┌──

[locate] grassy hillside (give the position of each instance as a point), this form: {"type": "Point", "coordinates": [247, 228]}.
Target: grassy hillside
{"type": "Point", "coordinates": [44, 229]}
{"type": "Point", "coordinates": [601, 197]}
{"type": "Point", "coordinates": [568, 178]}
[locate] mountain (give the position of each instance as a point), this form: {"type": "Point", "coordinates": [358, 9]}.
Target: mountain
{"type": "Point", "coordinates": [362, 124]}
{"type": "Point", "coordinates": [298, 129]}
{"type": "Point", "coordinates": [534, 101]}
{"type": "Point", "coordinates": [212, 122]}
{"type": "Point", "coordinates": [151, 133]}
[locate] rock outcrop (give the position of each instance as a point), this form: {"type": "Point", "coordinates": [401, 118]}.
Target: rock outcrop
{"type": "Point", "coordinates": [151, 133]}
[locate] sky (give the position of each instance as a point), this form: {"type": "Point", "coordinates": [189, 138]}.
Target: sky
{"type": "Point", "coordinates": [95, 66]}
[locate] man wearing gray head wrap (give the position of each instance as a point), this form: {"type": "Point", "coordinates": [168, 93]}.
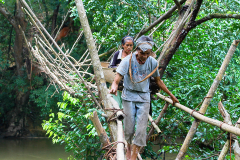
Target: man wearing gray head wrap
{"type": "Point", "coordinates": [136, 70]}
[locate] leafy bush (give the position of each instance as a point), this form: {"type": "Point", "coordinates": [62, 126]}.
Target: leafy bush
{"type": "Point", "coordinates": [71, 126]}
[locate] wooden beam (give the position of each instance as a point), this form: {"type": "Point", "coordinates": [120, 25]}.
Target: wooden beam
{"type": "Point", "coordinates": [199, 116]}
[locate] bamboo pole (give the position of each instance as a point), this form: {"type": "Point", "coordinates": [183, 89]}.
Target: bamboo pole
{"type": "Point", "coordinates": [224, 150]}
{"type": "Point", "coordinates": [120, 115]}
{"type": "Point", "coordinates": [227, 120]}
{"type": "Point", "coordinates": [120, 145]}
{"type": "Point", "coordinates": [53, 41]}
{"type": "Point", "coordinates": [100, 130]}
{"type": "Point", "coordinates": [96, 65]}
{"type": "Point", "coordinates": [235, 143]}
{"type": "Point", "coordinates": [158, 120]}
{"type": "Point", "coordinates": [206, 102]}
{"type": "Point", "coordinates": [199, 116]}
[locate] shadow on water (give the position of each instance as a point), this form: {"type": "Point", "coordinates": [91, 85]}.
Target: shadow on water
{"type": "Point", "coordinates": [31, 149]}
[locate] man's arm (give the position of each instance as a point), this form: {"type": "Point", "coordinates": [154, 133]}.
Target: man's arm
{"type": "Point", "coordinates": [165, 89]}
{"type": "Point", "coordinates": [115, 83]}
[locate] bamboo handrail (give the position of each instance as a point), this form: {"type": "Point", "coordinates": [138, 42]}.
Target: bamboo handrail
{"type": "Point", "coordinates": [120, 139]}
{"type": "Point", "coordinates": [154, 124]}
{"type": "Point", "coordinates": [203, 118]}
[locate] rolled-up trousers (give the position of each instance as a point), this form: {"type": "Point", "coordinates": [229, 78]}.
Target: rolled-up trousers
{"type": "Point", "coordinates": [136, 112]}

└──

## WRITTEN PROBLEM:
Transcribe every record above exactly as written, leaving out any pictures.

## RESPONSE FOR THIS EXERCISE:
[locate] grassy hillside (give the position of each instance as a point), this form: {"type": "Point", "coordinates": [247, 228]}.
Target: grassy hillside
{"type": "Point", "coordinates": [44, 229]}
{"type": "Point", "coordinates": [601, 197]}
{"type": "Point", "coordinates": [568, 178]}
[locate] mountain (give the position of each instance as a point), this form: {"type": "Point", "coordinates": [358, 9]}.
Target: mountain
{"type": "Point", "coordinates": [362, 124]}
{"type": "Point", "coordinates": [298, 129]}
{"type": "Point", "coordinates": [534, 101]}
{"type": "Point", "coordinates": [212, 122]}
{"type": "Point", "coordinates": [151, 133]}
[locate] rock outcrop (give the position of each instance as a point), this form: {"type": "Point", "coordinates": [401, 118]}.
Target: rock outcrop
{"type": "Point", "coordinates": [151, 133]}
[locate] sky (give the position of each instance as a point), this form: {"type": "Point", "coordinates": [189, 138]}.
Target: sky
{"type": "Point", "coordinates": [95, 66]}
[locate] man wearing gray head wrap (give the position of each instance as a point), this form: {"type": "Point", "coordinates": [168, 93]}.
Target: man wearing gray head wrap
{"type": "Point", "coordinates": [136, 70]}
[locate] leafy bush (give the position of each instance as a point), this form: {"type": "Point", "coordinates": [62, 126]}.
Target: leafy bush
{"type": "Point", "coordinates": [71, 126]}
[locate] wooden beam (give the position of each instance as a point), this form: {"type": "Point", "coordinates": [120, 25]}.
Target: wooden beam
{"type": "Point", "coordinates": [199, 116]}
[locate] bamboo pole (give the position of each instance as a point), this form: {"type": "Point", "coordinates": [183, 89]}.
Target: bamboo pole
{"type": "Point", "coordinates": [224, 150]}
{"type": "Point", "coordinates": [120, 115]}
{"type": "Point", "coordinates": [227, 120]}
{"type": "Point", "coordinates": [120, 145]}
{"type": "Point", "coordinates": [53, 41]}
{"type": "Point", "coordinates": [100, 130]}
{"type": "Point", "coordinates": [96, 65]}
{"type": "Point", "coordinates": [235, 143]}
{"type": "Point", "coordinates": [158, 120]}
{"type": "Point", "coordinates": [206, 102]}
{"type": "Point", "coordinates": [199, 116]}
[locate] shadow on water (give the position of each instance as a point), this form: {"type": "Point", "coordinates": [91, 85]}.
Target: shadow on water
{"type": "Point", "coordinates": [31, 149]}
[locate] man's arm (give the position of each instance as a point), this form: {"type": "Point", "coordinates": [154, 133]}.
Target: man's arm
{"type": "Point", "coordinates": [165, 89]}
{"type": "Point", "coordinates": [115, 83]}
[locate] bamboo handrail (give the position of each instance as a point), this form: {"type": "Point", "coordinates": [138, 42]}.
Target: bamboo handrail
{"type": "Point", "coordinates": [120, 139]}
{"type": "Point", "coordinates": [154, 124]}
{"type": "Point", "coordinates": [203, 118]}
[locate] rolled-up trousers (give the position of each instance as a point), this form: {"type": "Point", "coordinates": [229, 78]}.
Target: rolled-up trousers
{"type": "Point", "coordinates": [136, 112]}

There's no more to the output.